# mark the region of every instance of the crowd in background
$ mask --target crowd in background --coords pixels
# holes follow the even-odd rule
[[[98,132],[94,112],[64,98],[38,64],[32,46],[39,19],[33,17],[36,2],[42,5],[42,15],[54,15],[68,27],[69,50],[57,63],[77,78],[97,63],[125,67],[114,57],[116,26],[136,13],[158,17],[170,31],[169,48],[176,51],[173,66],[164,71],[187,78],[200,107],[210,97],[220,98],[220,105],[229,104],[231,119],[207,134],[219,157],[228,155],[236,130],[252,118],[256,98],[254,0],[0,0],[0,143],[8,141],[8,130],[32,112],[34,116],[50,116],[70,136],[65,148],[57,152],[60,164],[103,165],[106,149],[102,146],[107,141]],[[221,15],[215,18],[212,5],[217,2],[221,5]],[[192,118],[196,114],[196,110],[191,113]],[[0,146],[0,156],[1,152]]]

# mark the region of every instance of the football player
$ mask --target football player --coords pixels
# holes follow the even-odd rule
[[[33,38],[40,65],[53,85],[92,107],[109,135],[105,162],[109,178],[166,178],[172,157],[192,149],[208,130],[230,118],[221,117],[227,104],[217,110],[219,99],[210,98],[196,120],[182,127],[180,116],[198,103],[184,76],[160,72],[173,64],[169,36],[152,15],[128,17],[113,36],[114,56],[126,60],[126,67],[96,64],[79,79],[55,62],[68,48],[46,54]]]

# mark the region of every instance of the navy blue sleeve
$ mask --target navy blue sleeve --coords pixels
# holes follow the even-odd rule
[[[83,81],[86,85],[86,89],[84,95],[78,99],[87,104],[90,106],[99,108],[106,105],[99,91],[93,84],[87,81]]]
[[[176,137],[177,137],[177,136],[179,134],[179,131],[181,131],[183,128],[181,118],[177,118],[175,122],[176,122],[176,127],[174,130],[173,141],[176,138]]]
^^^^^^^^^^^^^^^^
:: GIVEN TASK ::
Everything from the line with "# mark the region of every instance of the navy" through the last line of the material above should be echoed exactly, and nothing else.

:: RESULT OF THIS EXERCISE ::
# mark the region of every instance of the navy blue sleeve
$ mask --target navy blue sleeve --coords pixels
# holes follow the even-odd rule
[[[83,81],[86,85],[86,89],[84,95],[78,99],[87,104],[90,106],[99,108],[106,105],[99,91],[93,84],[87,81]]]
[[[176,137],[177,137],[177,136],[179,134],[179,131],[181,131],[183,128],[181,118],[177,118],[175,122],[176,122],[176,127],[174,130],[173,141],[176,138]]]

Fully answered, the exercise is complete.